» Excerpted text
>>>
Solving Baton Rouge gridlock problem is harder than it looks, says local traffic expert

    We’ve sent astronauts to the moon, created smartphones and cured certain cancers, so why can’t we solve our traffic problems?

    It’s a question traffic engineer Brian Wolshon hears all the time. A civil engineering professor at LSU and the director of the Gulf Coast Center for Evacuation and Transportation Resiliency, Wolshon says everyone is a traffic engineer “and they’ll let you know it.”

    In reality, though, finding solutions to traffic problems is a lot more challenging than it appears—or it would have happened already, says Wolshon, who spoke to the Baton Rouge Rotary Club at its weekly meeting today.

    While Capital Region residents are convinced gridlock through this region is among the worst in the nation, Wolshon says traffic is bad everywhere and that Baton Rouge’s gridlock is actually not as bad as many locals think.

    Still, there are no easy answers to fixing the problem, he says. In part, that’s because every solution creates more problems.

    “For example, if we do improvements to a corridor, we can reduce congestion and save people travel time,” he says. “But then that attracts more people to the route, and pretty soon you get congestion again.”

    The not-in-my-backyard factor is another reason achieving meaningful solutions is so difficult. Everyone wants improvements—as long as it doesn’t cause headaches for them.
<<<
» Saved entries
>>>
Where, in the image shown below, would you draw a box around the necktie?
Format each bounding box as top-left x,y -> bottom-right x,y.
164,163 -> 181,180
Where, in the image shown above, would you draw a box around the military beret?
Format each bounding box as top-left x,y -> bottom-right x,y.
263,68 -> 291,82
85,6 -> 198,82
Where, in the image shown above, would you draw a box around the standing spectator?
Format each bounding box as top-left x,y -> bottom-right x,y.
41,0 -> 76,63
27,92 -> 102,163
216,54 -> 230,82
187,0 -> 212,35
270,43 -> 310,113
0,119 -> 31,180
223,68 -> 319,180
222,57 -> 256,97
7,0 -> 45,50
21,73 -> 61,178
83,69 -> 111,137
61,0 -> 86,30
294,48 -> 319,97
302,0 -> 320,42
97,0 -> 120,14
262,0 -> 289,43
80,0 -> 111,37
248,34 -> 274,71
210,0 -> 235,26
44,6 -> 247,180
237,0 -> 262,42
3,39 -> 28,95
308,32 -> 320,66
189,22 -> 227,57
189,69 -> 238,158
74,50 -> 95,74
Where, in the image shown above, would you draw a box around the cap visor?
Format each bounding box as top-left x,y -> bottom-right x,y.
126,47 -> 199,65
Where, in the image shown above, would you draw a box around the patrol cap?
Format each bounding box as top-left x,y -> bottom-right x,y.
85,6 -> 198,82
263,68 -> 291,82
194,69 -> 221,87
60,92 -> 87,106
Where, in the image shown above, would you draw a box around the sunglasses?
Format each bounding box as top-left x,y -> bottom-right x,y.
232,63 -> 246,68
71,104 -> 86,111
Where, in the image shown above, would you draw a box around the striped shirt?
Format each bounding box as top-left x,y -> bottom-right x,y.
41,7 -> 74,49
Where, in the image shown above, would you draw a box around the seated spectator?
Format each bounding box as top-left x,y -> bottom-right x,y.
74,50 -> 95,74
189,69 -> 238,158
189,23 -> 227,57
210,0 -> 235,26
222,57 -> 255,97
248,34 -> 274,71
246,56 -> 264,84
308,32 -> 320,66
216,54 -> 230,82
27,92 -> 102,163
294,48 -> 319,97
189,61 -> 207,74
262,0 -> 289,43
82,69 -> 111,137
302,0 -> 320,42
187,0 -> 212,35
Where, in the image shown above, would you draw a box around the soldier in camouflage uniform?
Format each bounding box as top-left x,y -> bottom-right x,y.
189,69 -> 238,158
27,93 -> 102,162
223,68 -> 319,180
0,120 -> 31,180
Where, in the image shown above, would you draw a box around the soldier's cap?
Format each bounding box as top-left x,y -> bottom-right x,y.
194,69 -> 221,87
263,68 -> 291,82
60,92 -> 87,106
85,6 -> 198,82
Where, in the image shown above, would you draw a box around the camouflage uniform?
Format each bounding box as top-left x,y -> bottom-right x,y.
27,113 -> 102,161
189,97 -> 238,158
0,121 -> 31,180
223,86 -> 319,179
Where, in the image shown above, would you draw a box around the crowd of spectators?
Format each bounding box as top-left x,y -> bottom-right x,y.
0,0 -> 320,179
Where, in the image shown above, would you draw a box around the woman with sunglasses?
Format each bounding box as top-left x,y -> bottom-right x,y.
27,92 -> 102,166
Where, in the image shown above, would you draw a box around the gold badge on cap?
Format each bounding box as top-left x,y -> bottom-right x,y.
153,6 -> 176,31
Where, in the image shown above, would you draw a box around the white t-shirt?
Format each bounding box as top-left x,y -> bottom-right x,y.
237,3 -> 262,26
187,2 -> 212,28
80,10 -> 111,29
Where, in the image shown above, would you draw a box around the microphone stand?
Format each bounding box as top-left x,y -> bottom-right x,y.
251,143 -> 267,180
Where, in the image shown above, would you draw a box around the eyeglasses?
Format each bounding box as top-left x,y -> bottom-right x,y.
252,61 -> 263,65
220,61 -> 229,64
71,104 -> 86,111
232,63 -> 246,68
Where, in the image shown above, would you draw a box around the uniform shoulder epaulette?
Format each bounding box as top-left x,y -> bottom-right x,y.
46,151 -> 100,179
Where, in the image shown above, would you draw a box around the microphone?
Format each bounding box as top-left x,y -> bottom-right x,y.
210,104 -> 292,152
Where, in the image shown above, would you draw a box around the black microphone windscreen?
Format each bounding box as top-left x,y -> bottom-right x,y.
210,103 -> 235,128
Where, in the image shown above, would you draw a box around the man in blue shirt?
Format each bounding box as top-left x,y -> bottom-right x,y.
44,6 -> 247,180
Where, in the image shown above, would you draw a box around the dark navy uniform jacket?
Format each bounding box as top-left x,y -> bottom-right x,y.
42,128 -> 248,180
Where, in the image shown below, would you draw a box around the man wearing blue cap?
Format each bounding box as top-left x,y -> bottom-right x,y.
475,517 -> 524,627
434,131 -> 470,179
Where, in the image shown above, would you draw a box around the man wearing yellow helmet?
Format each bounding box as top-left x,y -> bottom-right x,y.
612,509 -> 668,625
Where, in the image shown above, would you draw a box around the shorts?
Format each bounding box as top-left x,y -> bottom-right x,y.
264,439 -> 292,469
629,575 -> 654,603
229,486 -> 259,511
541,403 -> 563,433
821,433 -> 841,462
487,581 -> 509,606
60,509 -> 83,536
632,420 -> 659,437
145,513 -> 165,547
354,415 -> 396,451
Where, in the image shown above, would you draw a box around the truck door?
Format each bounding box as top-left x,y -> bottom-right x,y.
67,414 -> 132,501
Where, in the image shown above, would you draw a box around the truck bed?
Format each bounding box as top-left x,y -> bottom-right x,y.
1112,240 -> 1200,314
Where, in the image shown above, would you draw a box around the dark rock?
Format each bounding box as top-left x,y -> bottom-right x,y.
<<<
» Directions
[1] In the article on Baton Rouge traffic, which center does Brian Wolshon direct?
[2] The opening question of the Baton Rouge traffic article lists achievements that contrast with unsolved traffic problems. What are they?
[3] Continue the article on Baton Rouge gridlock after its last sentence.

» Answers in order
[1] The Gulf Coast Center for Evacuation and Transportation Resiliency.

[2]
- Sending astronauts to the moon
- Creating smartphones
- Curing certain cancers

[3]
    “Widening I-10 is a perfect example of this,” he says. “Where do you decide to widen it, and how does that affect the businesses and residents in that area?”

    Often, improvements are made to an area, but motorists either don’t recognize them as improvements or don’t like them. Ramp meters—signal lights at interstate on ramps—were installed on Essen Lane and I-10 several years ago. Since then, more than 131,000 hours of wasted travel time have been saved at a savings of $3.28 million a year; speeds have increased by 4 miles per hour during morning rush hour and 7 miles per hour during evening rush hour, and wrecks have decreased from 21 per year to 6 per year.

    “So there are improvements being made, but it’s difficult for drivers to see it,” he says

    Wolshon says plenty of ideas are on the table to continue to address the area’s traffic woes. They include adding capacity, encouraging the use of alternative models like ride sharing, and technological innovations like self-driving automobiles.